### PROBLEM STATEMENT
Retype the records exactly, including every line.
========================
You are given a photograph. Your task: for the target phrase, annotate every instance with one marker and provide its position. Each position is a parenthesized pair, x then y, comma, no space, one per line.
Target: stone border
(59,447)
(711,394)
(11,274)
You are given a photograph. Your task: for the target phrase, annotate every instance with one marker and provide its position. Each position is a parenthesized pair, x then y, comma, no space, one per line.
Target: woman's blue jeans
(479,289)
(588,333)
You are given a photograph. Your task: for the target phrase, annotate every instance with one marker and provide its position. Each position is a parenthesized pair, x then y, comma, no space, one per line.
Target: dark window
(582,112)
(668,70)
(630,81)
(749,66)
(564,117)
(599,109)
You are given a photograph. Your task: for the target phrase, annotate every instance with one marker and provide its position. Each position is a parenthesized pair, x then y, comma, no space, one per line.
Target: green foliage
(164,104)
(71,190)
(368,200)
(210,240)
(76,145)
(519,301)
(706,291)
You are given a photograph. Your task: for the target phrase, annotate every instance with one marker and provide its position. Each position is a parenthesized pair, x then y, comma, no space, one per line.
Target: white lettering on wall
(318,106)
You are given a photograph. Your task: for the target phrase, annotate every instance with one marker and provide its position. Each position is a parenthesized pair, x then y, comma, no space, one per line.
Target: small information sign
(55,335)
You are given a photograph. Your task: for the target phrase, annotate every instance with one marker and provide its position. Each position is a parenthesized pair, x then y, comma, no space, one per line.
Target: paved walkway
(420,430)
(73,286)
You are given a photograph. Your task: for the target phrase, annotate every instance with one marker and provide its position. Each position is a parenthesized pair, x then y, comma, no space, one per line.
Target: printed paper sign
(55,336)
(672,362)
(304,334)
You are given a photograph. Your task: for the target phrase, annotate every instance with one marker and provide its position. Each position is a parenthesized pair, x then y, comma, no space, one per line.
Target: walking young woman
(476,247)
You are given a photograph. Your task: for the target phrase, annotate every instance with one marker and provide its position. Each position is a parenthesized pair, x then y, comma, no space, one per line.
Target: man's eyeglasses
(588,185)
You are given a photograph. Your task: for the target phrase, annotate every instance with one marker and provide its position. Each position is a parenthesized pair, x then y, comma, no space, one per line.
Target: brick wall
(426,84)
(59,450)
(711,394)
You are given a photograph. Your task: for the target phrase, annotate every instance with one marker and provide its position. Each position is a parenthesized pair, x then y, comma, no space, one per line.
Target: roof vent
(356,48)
========================
### ANSWER SPACE
You are given a photograph. Your task: for the target phrase, annotate every instance with one marker and provide its position. Each position is a parenthesized pair, x then y, comma, no space, one per line.
Target: stone border
(59,447)
(711,394)
(11,274)
You are given a photograph. Your task: for the target phrase, annotate every instance with one marker and provide its position. Each position is a parenthesized pair, x then y, comma, no space, one per line.
Target: woman's blue jeans
(479,289)
(588,333)
You are given a photograph. Your task: for the target phrase, annotate every instance with one marker and provide its position. Each position is a parenthesized pair, x then y, comma, no space, one per line.
Target: dark window
(582,112)
(668,70)
(630,81)
(749,66)
(564,117)
(599,109)
You are given a photograph. Your task: for the target phrase, annotate every instance with one marker and provide its position. Each position is a parenthesized pair, x then y, comma, no space, one per line.
Target: green foliage
(164,104)
(71,190)
(368,200)
(210,240)
(76,145)
(519,301)
(706,291)
You are given a photograph. Your task: for the target phrase, annotate every instance with one marker and provide its position. Each position is a parenthesized pair, x then y, comma, no space, one per line.
Target: white lettering on wall
(318,106)
You are given a photograph. Your task: for the target phrase, annotate every instance with one marker and provide its position. Each position is a parenthesized pair, x then y, comma, no space, one per line.
Target: small information sign
(55,335)
You are given a photograph. Your task: for the target phrase, annotate every instance with one marker and provide its position. Each position is a parenthesized pair, x then y, comma, no space, one per line.
Target: paved walkway
(420,430)
(73,286)
You are given a photograph. Your task: for the target phrase, annotate every instance with one marker and provide its position. Each position is a parenthesized pair, x then y, comma, no space, one per line.
Target: printed paper sign
(55,336)
(672,362)
(304,334)
You are given a photograph. Your task: for the target phrase, annotate every instance with one marker and provide its position. Each position is a parenthesized pair, x then y, comma, no space, one per line.
Target: walking young woman
(476,247)
You are given a photograph. Your task: for the target phrase, annotate every instance with one marker and provide its position. Each position is a parenthesized pair, x then y, comma, no space, one per line.
Target: man's eyeglasses
(588,185)
You are given a photograph. Your task: for the target phrase, annotate every instance with one marker and provide its position. Each position is a parenthesized pair, x then y, comma, no space, one per line.
Target: brick wall
(426,84)
(59,450)
(711,394)
You are given a photograph. Your task: for the target phrase, annotate every instance with one marker and provide its position. Each position is a parenthesized pair, x then y, comma, no space, one per line.
Target: roof vent
(356,48)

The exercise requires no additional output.